• **What to do**:
1. Using the setjmp and longjmp question below, mark each statement yes or no and quote the words that decide it: (a) The poster thinks the problem has nothing to do with setjmp and longjmp. (b) One comment says the return value of setjmp() may be used in an assignment. (c) The function f2 calls longjmp with the value 2.
2. From the entries below, copy word for word the lines from the one with "Can you find the tree?" up to and including the one with "x=565, y=193".

• **Page text**:
** START **
0

I wrote the following code in order to understand setjmp and longjmp functions but I think the issue is unrelated to those functions. I am expecting the output to be:

function1
function2
function2

but I keep getting:

function1
function2
function1

as the out put. Code:

#include <stdio.h>
#include <setjmp.h>
#include <stdlib.h>

void f1(char * a);
void f2(char * a);

jmp_buf buf1;

int main(int argc, char *argv[])
{
   char * w;
   f1( w);
   return 0;
}

void f1(char * a)
{
   a = "funtion 1";
   printf("%s\n",a);

   int i = setjmp( buf1 );
   if( i == 0 )
      f2( a );

   printf("%s\n", a);

}

void f2(char * a)
{
   a = "function 2";
   printf("%s\n",a);
   longjmp( buf1 , 2 );
}

What am I doing wrong here ? Thanks for any help.

Jenna Maiz
  • 792
  • 4
  • 17
  • 38
  • What you did wrong was to overwrite `char *a`. – Paul Ogilvie Mar 18 '16 at 16:36
  • 1
    `int i = setjmp( buf1 );` you cannot use the "return value" from setjmp() in an assignment (in this case the initialiser is an assignment), only to test it in a if or switch condition (maybe even while/do/for) – joop Mar 18 '16 at 17:53
  • See for instance http://stackoverflow.com/q/12204143/2235885 – joop Mar 18 '16 at 18:08

1 Answers1

3

There is no pass by reference in it's only pass by value. However, you can pass a pointer to the pointer in main(), like this

int main(int argc, char *argv[])
** END **
• **Dataset records**:
** START **
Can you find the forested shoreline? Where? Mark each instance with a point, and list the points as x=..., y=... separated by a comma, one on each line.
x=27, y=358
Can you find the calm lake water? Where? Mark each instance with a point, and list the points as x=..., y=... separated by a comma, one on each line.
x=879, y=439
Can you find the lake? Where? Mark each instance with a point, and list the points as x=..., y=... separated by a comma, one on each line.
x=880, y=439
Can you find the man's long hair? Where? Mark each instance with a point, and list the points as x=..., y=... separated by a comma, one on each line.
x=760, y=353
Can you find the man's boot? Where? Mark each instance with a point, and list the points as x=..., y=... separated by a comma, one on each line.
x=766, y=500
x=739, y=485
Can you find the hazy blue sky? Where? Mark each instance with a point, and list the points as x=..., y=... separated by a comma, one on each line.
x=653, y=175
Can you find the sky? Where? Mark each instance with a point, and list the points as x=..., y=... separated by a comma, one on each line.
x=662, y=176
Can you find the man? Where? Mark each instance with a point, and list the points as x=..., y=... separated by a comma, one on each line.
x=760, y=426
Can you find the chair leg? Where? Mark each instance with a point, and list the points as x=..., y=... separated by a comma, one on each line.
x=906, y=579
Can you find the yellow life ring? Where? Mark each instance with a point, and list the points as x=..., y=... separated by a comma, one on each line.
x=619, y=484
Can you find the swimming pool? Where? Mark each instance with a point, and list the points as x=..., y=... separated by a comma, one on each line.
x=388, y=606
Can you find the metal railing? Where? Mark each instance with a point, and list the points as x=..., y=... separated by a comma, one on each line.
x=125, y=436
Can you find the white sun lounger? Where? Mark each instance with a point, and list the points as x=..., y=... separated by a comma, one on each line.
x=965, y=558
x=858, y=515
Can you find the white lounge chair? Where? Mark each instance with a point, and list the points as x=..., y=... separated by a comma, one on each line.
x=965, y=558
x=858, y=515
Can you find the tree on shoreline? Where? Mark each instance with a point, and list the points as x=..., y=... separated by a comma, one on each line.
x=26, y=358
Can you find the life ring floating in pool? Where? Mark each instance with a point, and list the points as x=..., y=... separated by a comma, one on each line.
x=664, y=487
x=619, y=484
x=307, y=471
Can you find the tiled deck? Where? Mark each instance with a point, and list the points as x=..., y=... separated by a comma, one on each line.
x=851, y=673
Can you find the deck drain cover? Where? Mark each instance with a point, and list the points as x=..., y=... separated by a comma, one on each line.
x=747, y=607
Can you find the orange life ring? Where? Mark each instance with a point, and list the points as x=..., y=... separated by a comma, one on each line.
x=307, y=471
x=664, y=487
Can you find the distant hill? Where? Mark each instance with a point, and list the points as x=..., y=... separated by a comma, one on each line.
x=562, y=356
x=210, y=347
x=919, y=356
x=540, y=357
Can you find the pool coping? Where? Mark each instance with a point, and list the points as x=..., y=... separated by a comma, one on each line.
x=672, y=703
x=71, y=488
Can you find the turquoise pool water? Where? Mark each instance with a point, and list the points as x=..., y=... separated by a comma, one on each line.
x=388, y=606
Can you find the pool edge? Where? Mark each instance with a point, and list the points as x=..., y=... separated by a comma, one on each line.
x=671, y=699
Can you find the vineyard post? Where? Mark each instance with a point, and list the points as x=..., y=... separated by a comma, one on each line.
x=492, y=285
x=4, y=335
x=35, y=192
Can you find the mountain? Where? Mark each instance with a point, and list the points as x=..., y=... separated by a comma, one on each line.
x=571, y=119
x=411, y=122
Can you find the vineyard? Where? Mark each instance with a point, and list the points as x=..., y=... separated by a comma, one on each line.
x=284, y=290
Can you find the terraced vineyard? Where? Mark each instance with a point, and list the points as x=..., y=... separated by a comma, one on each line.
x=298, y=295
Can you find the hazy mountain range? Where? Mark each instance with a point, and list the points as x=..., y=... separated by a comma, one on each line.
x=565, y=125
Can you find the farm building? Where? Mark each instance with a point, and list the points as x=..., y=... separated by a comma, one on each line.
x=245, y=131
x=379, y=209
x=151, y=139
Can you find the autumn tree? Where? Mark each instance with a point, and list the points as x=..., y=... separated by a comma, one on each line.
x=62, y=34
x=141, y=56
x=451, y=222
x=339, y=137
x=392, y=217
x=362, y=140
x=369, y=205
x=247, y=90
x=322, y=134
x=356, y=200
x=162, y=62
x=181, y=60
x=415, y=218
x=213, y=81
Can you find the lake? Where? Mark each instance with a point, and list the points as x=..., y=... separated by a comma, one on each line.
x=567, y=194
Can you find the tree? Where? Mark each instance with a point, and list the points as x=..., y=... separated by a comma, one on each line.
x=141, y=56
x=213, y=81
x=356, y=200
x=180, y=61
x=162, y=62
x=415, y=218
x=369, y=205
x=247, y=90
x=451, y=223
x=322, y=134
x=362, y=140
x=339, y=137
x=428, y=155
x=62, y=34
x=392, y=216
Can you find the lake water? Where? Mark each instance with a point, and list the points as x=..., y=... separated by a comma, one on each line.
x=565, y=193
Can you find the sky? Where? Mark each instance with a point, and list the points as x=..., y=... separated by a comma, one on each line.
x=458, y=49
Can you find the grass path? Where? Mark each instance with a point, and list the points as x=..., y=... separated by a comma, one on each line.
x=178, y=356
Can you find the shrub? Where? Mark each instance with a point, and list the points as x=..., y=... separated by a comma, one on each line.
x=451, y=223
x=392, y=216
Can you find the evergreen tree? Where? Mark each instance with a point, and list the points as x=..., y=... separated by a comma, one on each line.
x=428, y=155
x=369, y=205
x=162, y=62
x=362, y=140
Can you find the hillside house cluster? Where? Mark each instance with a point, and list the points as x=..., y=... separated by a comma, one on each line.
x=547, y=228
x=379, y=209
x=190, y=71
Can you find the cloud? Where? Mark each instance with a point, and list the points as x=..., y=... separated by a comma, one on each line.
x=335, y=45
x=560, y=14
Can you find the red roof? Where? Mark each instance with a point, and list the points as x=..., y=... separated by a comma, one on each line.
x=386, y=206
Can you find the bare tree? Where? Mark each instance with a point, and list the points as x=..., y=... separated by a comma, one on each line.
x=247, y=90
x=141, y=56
** END **
• **The solutions**:
1.
(a) Yes: "I think the issue is unrelated to those functions"
(b) No: "you cannot use the "return value" from setjmp() in an assignment"
(c) Yes: "longjmp( buf1 , 2 );"

2.
Can you find the tree? Where? Mark each instance with a point, and list the points as x=..., y=... separated by a comma, one on each line.
x=141, y=56
x=213, y=81
x=356, y=200
x=180, y=61
x=162, y=62
x=415, y=218
x=369, y=205
x=247, y=90
x=451, y=223
x=322, y=134
x=362, y=140
x=339, y=137
x=428, y=155
x=62, y=34
x=392, y=216
Can you find the lake water? Where? Mark each instance with a point, and list the points as x=..., y=... separated by a comma, one on each line.
x=565, y=193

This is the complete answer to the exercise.